▸ PASSAGE
* Start *

Skip to main content

Verified by Psychology Today

Happiness

Graduation, Commencement, and Moving On: Family Transitions

Transitions are hard for the entire family but you can all embrace change.

I was sitting with several hundred other parents, grandparents, family, and friends on the middle school field and listening to name after name being called. You could see and hear the cheers from family members when their graduate walked across the stage. I tried to imagine everyone’s stories, a similar journey in some ways and probably different in others. There was both happiness and contemplation in many of the parent’s eyes, and generally happiness in the eyes and faces of the graduates.

Then our daughter’s name was called. It was a bit surreal. In a moment, I had flashes of her as baby, toddler, awkward elementary school girl, and then the confident (mostly) adolescent and young adult that was before me. Her smile was huge and she was beaming. She did it. She worked hard to get where she was, and I was both proud and sad. Proud of who she is and what she has become, and sad for the innocent days that have passed and the “real world” of high school that lie ahead.

* End *

▸ RECORD EXCERPTS
* Start *

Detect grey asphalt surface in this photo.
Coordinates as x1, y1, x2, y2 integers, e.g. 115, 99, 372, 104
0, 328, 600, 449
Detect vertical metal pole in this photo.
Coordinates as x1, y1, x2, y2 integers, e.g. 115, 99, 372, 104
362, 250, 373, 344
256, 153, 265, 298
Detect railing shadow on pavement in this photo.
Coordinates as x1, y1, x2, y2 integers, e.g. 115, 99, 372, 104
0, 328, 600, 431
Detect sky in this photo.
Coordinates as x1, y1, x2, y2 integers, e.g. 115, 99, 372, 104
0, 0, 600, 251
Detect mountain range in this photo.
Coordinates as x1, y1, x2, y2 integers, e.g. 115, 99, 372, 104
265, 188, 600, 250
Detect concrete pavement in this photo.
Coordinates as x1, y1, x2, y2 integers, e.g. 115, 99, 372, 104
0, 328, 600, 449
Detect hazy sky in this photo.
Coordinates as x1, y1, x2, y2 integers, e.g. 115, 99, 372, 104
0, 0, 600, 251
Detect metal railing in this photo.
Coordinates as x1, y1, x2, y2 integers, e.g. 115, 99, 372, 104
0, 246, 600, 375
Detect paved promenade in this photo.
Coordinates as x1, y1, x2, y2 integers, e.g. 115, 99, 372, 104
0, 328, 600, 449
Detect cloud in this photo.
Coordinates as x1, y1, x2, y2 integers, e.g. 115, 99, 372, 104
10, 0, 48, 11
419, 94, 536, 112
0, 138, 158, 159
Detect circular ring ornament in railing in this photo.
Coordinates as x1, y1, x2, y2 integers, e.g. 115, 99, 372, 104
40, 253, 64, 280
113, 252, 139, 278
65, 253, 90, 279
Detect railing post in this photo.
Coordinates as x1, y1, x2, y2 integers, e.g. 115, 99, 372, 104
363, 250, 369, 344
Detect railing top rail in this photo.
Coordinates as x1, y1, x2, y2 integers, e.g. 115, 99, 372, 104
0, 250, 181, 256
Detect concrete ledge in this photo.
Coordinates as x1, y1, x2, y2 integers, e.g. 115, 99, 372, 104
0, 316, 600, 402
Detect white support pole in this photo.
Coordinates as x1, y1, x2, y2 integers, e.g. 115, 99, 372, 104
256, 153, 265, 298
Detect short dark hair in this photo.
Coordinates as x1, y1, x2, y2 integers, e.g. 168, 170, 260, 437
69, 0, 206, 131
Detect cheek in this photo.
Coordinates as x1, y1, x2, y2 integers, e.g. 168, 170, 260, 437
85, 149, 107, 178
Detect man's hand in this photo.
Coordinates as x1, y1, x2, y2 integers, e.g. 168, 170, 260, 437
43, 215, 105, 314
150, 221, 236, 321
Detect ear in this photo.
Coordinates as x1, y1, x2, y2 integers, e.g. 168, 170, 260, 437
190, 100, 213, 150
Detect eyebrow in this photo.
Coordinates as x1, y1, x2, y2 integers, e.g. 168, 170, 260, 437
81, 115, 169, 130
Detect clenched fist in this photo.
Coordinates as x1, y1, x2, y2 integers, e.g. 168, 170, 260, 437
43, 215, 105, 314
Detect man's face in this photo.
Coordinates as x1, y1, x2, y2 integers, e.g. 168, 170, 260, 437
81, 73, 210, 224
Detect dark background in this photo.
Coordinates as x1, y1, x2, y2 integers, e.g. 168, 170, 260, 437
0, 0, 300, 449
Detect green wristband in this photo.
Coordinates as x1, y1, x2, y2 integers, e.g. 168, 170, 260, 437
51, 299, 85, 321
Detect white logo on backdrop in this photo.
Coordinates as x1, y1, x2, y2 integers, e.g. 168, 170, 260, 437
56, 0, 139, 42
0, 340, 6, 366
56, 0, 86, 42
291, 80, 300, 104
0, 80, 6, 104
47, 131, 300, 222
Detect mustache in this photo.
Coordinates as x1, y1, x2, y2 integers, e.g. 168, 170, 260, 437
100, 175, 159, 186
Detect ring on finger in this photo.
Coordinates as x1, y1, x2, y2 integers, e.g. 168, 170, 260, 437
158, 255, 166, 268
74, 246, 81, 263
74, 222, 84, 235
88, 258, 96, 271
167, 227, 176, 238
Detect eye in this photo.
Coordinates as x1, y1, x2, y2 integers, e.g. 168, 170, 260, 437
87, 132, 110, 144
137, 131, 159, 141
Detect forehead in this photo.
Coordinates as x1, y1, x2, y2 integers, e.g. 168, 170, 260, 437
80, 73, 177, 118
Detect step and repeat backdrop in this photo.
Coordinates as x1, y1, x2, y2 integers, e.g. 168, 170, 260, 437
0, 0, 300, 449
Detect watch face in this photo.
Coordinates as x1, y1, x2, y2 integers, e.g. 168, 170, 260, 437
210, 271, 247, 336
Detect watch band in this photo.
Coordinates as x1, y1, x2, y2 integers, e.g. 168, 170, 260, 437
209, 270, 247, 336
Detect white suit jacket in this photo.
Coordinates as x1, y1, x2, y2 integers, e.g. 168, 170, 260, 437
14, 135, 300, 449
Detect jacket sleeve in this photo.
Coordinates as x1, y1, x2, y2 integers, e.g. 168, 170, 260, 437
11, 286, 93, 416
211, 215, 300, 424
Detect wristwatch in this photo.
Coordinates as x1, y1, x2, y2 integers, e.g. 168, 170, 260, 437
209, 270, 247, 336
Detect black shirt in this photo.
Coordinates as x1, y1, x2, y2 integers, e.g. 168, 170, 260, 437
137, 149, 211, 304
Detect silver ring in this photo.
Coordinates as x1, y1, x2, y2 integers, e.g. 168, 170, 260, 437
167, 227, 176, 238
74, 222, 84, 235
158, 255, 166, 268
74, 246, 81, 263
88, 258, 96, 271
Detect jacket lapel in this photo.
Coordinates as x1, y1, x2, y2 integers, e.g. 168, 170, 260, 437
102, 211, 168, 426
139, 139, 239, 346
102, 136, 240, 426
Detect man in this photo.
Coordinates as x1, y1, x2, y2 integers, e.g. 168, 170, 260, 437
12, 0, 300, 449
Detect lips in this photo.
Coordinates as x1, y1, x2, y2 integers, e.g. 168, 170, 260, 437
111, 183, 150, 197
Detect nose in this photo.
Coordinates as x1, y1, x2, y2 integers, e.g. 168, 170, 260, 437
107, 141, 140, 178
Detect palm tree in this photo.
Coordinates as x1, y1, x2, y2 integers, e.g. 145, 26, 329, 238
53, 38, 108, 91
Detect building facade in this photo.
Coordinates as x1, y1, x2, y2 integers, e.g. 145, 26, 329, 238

* End *

▸ YOUR TASKS
(1) From the graduation essay, return the text between "Skip to main" and "of the graduates.", inclusive.
(2) According to the graduation essay, where did the crowd of parents, grandparents, family, and friends sit during the ceremony?
(3) Extend the graduation essay, picking up after its last sentence.

▸ ANSWERS BELOW
(1)
Skip to main content

Verified by Psychology Today

Happiness

Graduation, Commencement, and Moving On: Family Transitions

Transitions are hard for the entire family but you can all embrace change.

I was sitting with several hundred other parents, grandparents, family, and friends on the middle school field and listening to name after name being called. You could see and hear the cheers from family members when their graduate walked across the stage. I tried to imagine everyone’s stories, a similar journey in some ways and probably different in others. There was both happiness and contemplation in many of the parent’s eyes, and generally happiness in the eyes and faces of the graduates.

(2) On the middle school field.

(3)
There are few things that are certain in our world, and one of them is change. Change is inevitable and so too is our kids (and us) growing up (and old). Even if we are aware of this reality, no matter how hard you try to hold on to the moment, it seems to surprise us when it happens. And when it does, we are filled with mixed emotions – happiness, excitement, sorrow, and fear. We want the best for our children. We want them to be safe, happy, have meaningful relationships, and find their place in the world. But do they still need us?

In the past month, children transitioned from pre-school to kindergarten, elementary school to middle school, middle school to high school, high school to college, college to graduate school, and all types of schools, technical and trade, to the real world. Each transition comes with increased expectations for your child, and eventually comes with fewer hands on parenting requirements and need. There is often apprehension from the child (“Can I do it?”) and apprehension for the parent (“Will he be okay?”). I find these questions, or similar ones, occurring at each and every transition throughout our child’s development.

Yes, our kids need us, but in a different way over time. They may need you to be there when they need you, not when you are available. They may need you late at night, but not during the day. They may need you to listen, but not to give them advice or tell them what to do. They may need you to drop them off down the street where nobody can see you. They may need you to pick them up in the middle of the night if they find themselves in an uncomfortable situation. And they may just need to know you are there for them whenever, for whatever reason.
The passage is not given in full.